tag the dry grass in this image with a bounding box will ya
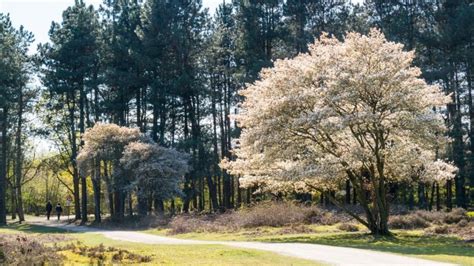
[387,208,473,241]
[0,234,65,265]
[166,202,473,241]
[168,202,351,234]
[337,223,359,232]
[56,242,152,264]
[389,214,430,229]
[389,208,470,229]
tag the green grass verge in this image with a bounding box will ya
[0,223,320,265]
[146,225,474,266]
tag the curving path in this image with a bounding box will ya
[28,218,456,266]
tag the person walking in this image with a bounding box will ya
[46,201,53,220]
[56,203,63,221]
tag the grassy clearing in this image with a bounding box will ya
[0,223,320,265]
[258,230,474,266]
[140,202,473,265]
[146,225,474,265]
[66,234,319,265]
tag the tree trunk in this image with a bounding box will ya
[0,108,6,225]
[137,194,147,217]
[418,183,426,210]
[128,192,133,217]
[113,190,124,222]
[92,179,101,223]
[210,78,220,212]
[429,183,435,211]
[154,198,164,215]
[10,183,16,220]
[81,174,88,223]
[170,199,175,216]
[466,60,474,205]
[454,79,466,208]
[465,61,474,205]
[79,84,88,223]
[446,179,453,211]
[345,180,351,204]
[408,185,414,210]
[348,171,391,236]
[435,183,440,211]
[14,88,25,222]
[92,161,101,223]
[67,95,81,220]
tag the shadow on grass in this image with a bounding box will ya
[262,232,474,258]
[0,222,81,234]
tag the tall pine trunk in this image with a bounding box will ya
[0,107,7,225]
[80,85,87,223]
[14,88,25,222]
[92,160,101,223]
[67,94,81,220]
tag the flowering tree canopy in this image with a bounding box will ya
[77,123,190,218]
[222,29,456,235]
[121,141,190,215]
[77,123,143,168]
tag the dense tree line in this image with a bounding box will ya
[0,14,35,225]
[0,0,473,224]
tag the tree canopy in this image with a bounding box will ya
[77,123,190,221]
[223,29,457,235]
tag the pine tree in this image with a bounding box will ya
[39,0,100,221]
[0,14,33,225]
[142,0,208,212]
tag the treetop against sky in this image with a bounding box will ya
[1,0,363,54]
[0,0,216,53]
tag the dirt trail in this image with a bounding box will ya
[28,218,456,266]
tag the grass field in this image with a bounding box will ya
[0,224,320,265]
[2,215,473,265]
[146,224,474,266]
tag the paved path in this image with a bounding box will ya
[27,218,456,266]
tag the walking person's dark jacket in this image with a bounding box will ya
[46,202,53,220]
[56,204,63,220]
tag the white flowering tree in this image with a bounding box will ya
[222,29,456,235]
[78,123,190,221]
[120,142,190,216]
[78,123,143,222]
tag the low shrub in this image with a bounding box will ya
[389,214,430,229]
[0,234,63,265]
[237,202,308,227]
[61,241,152,263]
[277,225,315,234]
[413,210,445,223]
[457,219,469,227]
[337,223,359,232]
[170,215,225,234]
[433,225,449,234]
[389,208,471,230]
[168,201,354,234]
[168,202,470,235]
[443,208,467,224]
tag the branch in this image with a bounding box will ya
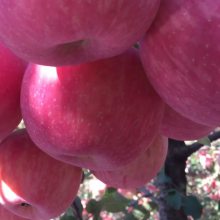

**Aim of the exercise**
All of the material above should be reproduced exactly, except the pictures.

**Solution below**
tag the dry grass in this image with a bounding box will ya
[387,208,473,241]
[0,234,65,265]
[166,202,473,241]
[168,202,351,234]
[337,223,359,232]
[56,242,152,264]
[389,214,430,229]
[389,208,470,229]
tag the green grass verge in this image with a bounding box will ya
[0,223,320,265]
[146,225,474,266]
tag the curving path in this image with a bounding box will ya
[28,218,456,266]
tag the person walking in this image with a bounding box will ya
[46,201,53,220]
[56,203,63,221]
tag the grassy clearing in this image with a bounding box will ya
[0,223,320,265]
[258,230,474,266]
[140,202,473,265]
[146,225,474,265]
[66,234,319,265]
tag the tree trunk in this image with a bounding box will ya
[0,108,6,225]
[137,194,147,217]
[418,183,426,210]
[128,192,133,217]
[113,190,124,222]
[92,179,101,223]
[210,78,220,212]
[429,183,435,211]
[154,198,164,215]
[10,183,16,220]
[81,174,88,223]
[170,199,175,216]
[466,60,474,205]
[454,79,466,208]
[465,61,474,205]
[79,84,88,223]
[446,179,453,211]
[345,180,351,204]
[408,185,414,210]
[348,171,391,236]
[435,183,440,211]
[14,88,25,222]
[92,161,101,223]
[67,95,81,220]
tag the shadow on grass in this image with a bounding box will ya
[262,232,474,258]
[0,222,81,234]
tag the tall pine trunk in this image with a bounding box will ya
[0,107,7,225]
[80,85,87,223]
[14,88,25,222]
[92,160,101,223]
[67,94,81,220]
tag the flowering tree canopy in this image with a bounding box will ya
[77,123,190,218]
[222,29,456,235]
[121,141,190,215]
[77,123,143,168]
tag the dense tree line in this image with a bounding box will ya
[0,14,35,225]
[0,0,473,224]
tag the tree canopy in this image with a bounding box will ya
[77,123,190,221]
[223,29,457,235]
tag the pine tree in this image with a bounding box will ya
[39,0,100,221]
[0,14,33,225]
[142,0,208,212]
tag the treetop against sky in this image with a bounding box will ya
[1,0,363,54]
[0,0,216,53]
tag the dirt trail in this image with a bounding box will ya
[28,218,456,266]
tag the grass field in this image with a bounding box will ya
[0,224,320,265]
[2,215,473,265]
[146,224,474,266]
tag the paved path in this image with a bounding box will ya
[27,218,456,266]
tag the walking person's dark jacket in this image with a bounding box will ya
[46,202,53,220]
[56,204,63,220]
tag the white flowering tree in this image with a bounding box will ya
[222,29,456,235]
[78,123,190,221]
[120,142,190,216]
[78,123,143,222]
tag the low shrub in this image with a bounding box will ya
[389,214,430,229]
[0,234,63,265]
[237,202,308,227]
[61,241,152,263]
[277,225,315,234]
[413,210,445,223]
[457,219,469,227]
[337,223,359,232]
[170,215,225,234]
[433,225,449,234]
[389,208,471,230]
[168,201,354,234]
[168,202,470,235]
[443,208,467,224]
tag the branch in this image with a bounding box will ya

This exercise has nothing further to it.